** WHAT THE TASK ASKS **
Rewrite the lines below, replacing "pointer" with "locator" and leaving everything else unchanged.

** THE INPUT **
--- --- ---
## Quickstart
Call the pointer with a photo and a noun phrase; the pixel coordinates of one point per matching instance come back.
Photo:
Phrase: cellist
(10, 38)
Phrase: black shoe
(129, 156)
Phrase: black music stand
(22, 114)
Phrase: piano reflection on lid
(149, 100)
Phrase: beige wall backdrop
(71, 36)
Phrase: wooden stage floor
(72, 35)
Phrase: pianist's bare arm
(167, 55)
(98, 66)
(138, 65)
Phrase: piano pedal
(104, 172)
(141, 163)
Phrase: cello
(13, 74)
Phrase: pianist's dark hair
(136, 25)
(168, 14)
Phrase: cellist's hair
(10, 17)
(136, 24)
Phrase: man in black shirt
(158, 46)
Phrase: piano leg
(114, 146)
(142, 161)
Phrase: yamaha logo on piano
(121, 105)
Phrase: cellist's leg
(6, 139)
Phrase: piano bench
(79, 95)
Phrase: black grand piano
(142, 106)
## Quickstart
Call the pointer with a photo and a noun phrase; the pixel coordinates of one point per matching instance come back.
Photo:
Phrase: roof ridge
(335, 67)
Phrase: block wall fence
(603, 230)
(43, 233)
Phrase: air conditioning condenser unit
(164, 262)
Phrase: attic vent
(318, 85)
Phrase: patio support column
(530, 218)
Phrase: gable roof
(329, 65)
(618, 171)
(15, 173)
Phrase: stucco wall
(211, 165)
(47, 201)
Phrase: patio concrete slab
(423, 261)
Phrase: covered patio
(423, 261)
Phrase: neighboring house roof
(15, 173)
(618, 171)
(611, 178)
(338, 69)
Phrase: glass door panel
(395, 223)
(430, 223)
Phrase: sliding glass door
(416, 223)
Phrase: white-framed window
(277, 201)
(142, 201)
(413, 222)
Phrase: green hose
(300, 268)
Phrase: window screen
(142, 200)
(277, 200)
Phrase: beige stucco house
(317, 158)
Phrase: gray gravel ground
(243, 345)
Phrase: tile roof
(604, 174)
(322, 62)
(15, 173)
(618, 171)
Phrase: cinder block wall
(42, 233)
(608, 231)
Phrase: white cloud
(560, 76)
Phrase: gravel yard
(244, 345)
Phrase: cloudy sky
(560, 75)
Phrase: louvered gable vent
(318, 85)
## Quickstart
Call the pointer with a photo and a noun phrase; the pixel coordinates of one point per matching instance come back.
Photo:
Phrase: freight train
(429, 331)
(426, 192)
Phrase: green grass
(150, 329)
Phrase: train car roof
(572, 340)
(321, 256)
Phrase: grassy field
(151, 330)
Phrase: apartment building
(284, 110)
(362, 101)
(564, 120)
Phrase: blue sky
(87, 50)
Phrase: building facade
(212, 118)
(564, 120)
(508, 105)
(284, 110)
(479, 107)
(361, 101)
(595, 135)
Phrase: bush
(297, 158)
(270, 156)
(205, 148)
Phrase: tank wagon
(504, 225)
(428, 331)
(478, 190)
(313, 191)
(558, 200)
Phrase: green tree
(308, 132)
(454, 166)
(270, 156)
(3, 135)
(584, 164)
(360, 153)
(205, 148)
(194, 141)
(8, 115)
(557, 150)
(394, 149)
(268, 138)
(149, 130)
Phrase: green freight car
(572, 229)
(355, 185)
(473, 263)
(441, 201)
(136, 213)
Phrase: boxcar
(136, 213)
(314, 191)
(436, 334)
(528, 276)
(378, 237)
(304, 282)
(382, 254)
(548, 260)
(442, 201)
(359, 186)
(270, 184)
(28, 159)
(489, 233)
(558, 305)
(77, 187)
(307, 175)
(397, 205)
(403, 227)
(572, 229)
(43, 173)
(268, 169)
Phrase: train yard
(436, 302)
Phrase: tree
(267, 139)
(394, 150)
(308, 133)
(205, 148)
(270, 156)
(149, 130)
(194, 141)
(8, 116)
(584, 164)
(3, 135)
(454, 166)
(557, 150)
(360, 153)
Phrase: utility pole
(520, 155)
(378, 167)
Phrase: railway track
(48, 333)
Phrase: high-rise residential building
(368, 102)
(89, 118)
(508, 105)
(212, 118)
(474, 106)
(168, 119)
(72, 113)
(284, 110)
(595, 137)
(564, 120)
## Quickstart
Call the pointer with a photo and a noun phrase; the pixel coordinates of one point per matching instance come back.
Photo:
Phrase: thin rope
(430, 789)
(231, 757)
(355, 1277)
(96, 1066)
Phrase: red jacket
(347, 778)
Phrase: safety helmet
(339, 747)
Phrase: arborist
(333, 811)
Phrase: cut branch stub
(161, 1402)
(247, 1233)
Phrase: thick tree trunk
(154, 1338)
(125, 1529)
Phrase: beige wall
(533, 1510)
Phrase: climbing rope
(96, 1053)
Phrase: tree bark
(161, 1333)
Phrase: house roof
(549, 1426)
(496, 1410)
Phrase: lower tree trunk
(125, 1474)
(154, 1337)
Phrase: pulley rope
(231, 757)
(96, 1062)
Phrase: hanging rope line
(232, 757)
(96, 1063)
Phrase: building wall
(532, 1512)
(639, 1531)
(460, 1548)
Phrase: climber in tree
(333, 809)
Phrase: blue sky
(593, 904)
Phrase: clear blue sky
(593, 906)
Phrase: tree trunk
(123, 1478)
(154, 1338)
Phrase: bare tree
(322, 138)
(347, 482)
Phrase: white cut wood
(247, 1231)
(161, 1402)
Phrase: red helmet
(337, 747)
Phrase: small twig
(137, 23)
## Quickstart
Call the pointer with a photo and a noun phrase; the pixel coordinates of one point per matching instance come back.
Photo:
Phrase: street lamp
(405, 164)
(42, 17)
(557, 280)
--- --- ---
** SOLUTION BELOW **
## Quickstart
Call the locator with a photo and a noun phrase; the pixel coordinates of one point per matching instance come back.
Photo:
Phrase: cellist
(10, 38)
Phrase: black shoe
(129, 156)
Phrase: black music stand
(22, 114)
Phrase: piano reflection on lid
(149, 100)
Phrase: beige wall backdrop
(71, 36)
Phrase: wooden stage floor
(72, 35)
Phrase: pianist's bare arm
(167, 55)
(98, 66)
(138, 65)
Phrase: piano pedal
(104, 172)
(141, 163)
Phrase: cello
(13, 74)
Phrase: pianist's dark hair
(136, 25)
(168, 14)
Phrase: cellist's hair
(10, 17)
(136, 24)
Phrase: man in black shirt
(158, 46)
Phrase: piano leg
(114, 146)
(142, 161)
Phrase: yamaha logo on piano
(121, 105)
Phrase: cellist's leg
(6, 139)
Phrase: piano bench
(79, 95)
Phrase: black grand piano
(142, 106)
## Quickstart
Call the locator with a photo and a noun phrase; the pixel coordinates of one point per matching instance come back.
Photo:
Phrase: roof ridge
(335, 67)
Phrase: block wall fence
(603, 230)
(43, 233)
Phrase: air conditioning condenser unit
(164, 262)
Phrase: attic vent
(318, 85)
Phrase: patio support column
(530, 218)
Phrase: gable roof
(329, 65)
(618, 171)
(15, 173)
Phrase: stucco wall
(211, 165)
(47, 201)
Phrase: patio concrete slab
(423, 261)
Phrase: covered patio
(423, 261)
Phrase: neighboring house roof
(15, 173)
(618, 171)
(611, 178)
(338, 69)
Phrase: glass door panel
(395, 223)
(430, 223)
Phrase: sliding glass door
(416, 223)
Phrase: white-framed window
(277, 201)
(142, 201)
(413, 222)
Phrase: green hose
(300, 268)
Phrase: window screen
(142, 200)
(277, 200)
Phrase: beige stucco house
(317, 158)
Phrase: gray gravel ground
(243, 345)
Phrase: tile roof
(604, 174)
(322, 62)
(15, 173)
(618, 171)
Phrase: cinder block wall
(42, 233)
(608, 231)
Phrase: white cloud
(560, 76)
Phrase: gravel yard
(244, 345)
Phrase: cloudy sky
(560, 75)
Phrase: louvered gable vent
(318, 85)
## Quickstart
Call the locator with a photo and a noun phrase; the pixel coordinates of one point per matching instance come back.
Photo:
Phrase: freight train
(429, 331)
(426, 192)
Phrase: green grass
(150, 329)
Phrase: train car roof
(572, 340)
(321, 256)
Phrase: grassy field
(151, 330)
Phrase: apartment building
(284, 110)
(362, 101)
(564, 120)
Phrase: blue sky
(87, 50)
Phrase: building facade
(212, 118)
(564, 120)
(508, 105)
(284, 110)
(479, 107)
(361, 101)
(595, 135)
Phrase: bush
(297, 158)
(270, 156)
(205, 148)
Phrase: tank wagon
(504, 225)
(428, 331)
(478, 190)
(313, 191)
(558, 200)
Phrase: green tree
(308, 132)
(454, 166)
(270, 156)
(3, 135)
(584, 164)
(360, 153)
(205, 148)
(194, 141)
(8, 115)
(557, 150)
(394, 149)
(268, 138)
(149, 130)
Phrase: green freight car
(572, 229)
(355, 185)
(473, 263)
(441, 201)
(136, 213)
Phrase: boxcar
(136, 213)
(314, 191)
(436, 334)
(528, 276)
(378, 237)
(304, 282)
(382, 254)
(548, 260)
(442, 201)
(359, 186)
(270, 184)
(28, 159)
(489, 233)
(558, 305)
(77, 187)
(307, 175)
(397, 205)
(403, 227)
(572, 229)
(43, 173)
(268, 169)
Phrase: train yard
(436, 302)
Phrase: tree
(267, 139)
(394, 150)
(308, 133)
(205, 148)
(270, 156)
(149, 130)
(194, 141)
(8, 116)
(584, 164)
(3, 135)
(454, 166)
(557, 150)
(360, 153)
Phrase: utility pole
(520, 155)
(378, 167)
Phrase: railway track
(48, 333)
Phrase: high-rise residential building
(368, 102)
(89, 118)
(508, 105)
(212, 118)
(474, 106)
(168, 119)
(72, 113)
(284, 110)
(595, 137)
(564, 120)
## Quickstart
Call the locator with a photo and a noun phrase; the pixel coordinates of one point per matching instance come back.
Photo:
Phrase: thin rope
(430, 789)
(231, 757)
(355, 1277)
(96, 1066)
Phrase: red jacket
(347, 778)
Phrase: safety helmet
(339, 747)
Phrase: arborist
(333, 811)
Phrase: cut branch stub
(161, 1402)
(247, 1233)
Phrase: thick tree trunk
(154, 1338)
(125, 1529)
Phrase: beige wall
(533, 1510)
Phrase: climbing rope
(96, 1053)
Phrase: tree bark
(161, 1333)
Phrase: house roof
(549, 1426)
(496, 1410)
Phrase: lower tree trunk
(125, 1474)
(154, 1337)
Phrase: pulley rope
(231, 757)
(96, 1062)
Phrase: hanging rope line
(232, 757)
(96, 1063)
Phrase: building wall
(532, 1512)
(639, 1531)
(460, 1548)
Phrase: climber in tree
(333, 809)
Phrase: blue sky
(593, 904)
Phrase: clear blue sky
(593, 906)
Phrase: tree trunk
(123, 1478)
(154, 1338)
Phrase: bare tree
(322, 138)
(347, 482)
Phrase: white cut wood
(247, 1231)
(161, 1402)
Phrase: red helmet
(337, 747)
Phrase: small twig
(137, 23)
## Quickstart
Call the locator with a photo and a noun phrase; the pixel coordinates of one point per matching instance come back.
Photo:
Phrase: street lamp
(405, 164)
(42, 17)
(557, 280)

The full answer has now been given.